*EXERCISE BRIEF:* All lines from the one with "Find the white" through the close of the records below are to be set down exactly, and no others.

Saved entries
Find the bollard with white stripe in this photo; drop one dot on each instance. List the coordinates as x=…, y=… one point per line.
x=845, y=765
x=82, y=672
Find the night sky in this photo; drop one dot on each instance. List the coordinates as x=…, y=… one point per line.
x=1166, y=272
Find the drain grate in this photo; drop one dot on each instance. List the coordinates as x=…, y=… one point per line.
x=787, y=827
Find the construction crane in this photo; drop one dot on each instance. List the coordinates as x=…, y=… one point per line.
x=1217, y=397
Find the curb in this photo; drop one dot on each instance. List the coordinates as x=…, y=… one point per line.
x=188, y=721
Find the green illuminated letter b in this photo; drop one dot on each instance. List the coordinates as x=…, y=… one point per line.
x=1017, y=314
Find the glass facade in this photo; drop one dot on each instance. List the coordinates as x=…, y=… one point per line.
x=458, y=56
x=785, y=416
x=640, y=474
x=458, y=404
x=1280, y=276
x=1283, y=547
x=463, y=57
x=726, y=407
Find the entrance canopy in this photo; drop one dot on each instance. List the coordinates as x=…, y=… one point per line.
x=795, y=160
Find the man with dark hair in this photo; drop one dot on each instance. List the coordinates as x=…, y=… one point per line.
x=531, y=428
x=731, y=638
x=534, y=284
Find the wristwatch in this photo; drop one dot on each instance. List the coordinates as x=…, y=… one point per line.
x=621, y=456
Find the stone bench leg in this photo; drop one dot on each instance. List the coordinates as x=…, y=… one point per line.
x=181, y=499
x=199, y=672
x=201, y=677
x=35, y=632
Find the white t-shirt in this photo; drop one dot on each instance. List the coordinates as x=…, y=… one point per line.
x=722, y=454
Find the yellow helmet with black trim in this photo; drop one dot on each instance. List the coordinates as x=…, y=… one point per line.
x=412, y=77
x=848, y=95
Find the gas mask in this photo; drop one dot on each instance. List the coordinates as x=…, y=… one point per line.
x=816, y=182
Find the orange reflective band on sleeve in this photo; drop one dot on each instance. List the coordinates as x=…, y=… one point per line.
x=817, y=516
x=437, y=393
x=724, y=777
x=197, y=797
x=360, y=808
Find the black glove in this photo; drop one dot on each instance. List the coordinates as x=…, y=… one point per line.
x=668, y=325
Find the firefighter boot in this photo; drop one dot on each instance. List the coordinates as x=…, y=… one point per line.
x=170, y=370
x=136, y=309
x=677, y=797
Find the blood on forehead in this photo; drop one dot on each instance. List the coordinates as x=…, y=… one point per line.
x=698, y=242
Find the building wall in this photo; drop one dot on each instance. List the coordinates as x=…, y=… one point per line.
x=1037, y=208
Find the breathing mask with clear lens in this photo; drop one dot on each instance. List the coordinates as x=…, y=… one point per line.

*REPLY TO THE EXERCISE:*
Find the white t-shirt in this photo; drop one dot on each instance. List the coordinates as x=…, y=… one point per line.
x=722, y=454
Find the yellow helmet with black trim in this photo; drop one dot on each instance. List the coordinates as x=…, y=… one point per line.
x=412, y=77
x=848, y=95
Find the gas mask in this photo; drop one dot on each instance. List the coordinates as x=…, y=… one point per line.
x=816, y=182
Find the orange reflective band on sleeve in this photo; drop one dot on each instance. List the coordinates as x=…, y=… one point per line.
x=817, y=516
x=437, y=393
x=724, y=777
x=197, y=797
x=360, y=808
Find the black glove in this photo; drop one dot on each instance. List the coordinates as x=…, y=… one point per line.
x=668, y=325
Find the firefighter boot in this photo; drop one dot on each instance. List the coordinates as x=…, y=… one point per line.
x=170, y=370
x=136, y=309
x=677, y=797
Find the blood on forehead in this photo; drop one dot on each instance. List the coordinates as x=…, y=… one point per line.
x=698, y=242
Find the building wall in this photo; drop one dot on each instance. List the coordinates as x=…, y=… one point per line.
x=1037, y=208
Find the breathing mask with clear lens in this photo; drop one dot on each instance. List the coordinates as x=…, y=… one point per line.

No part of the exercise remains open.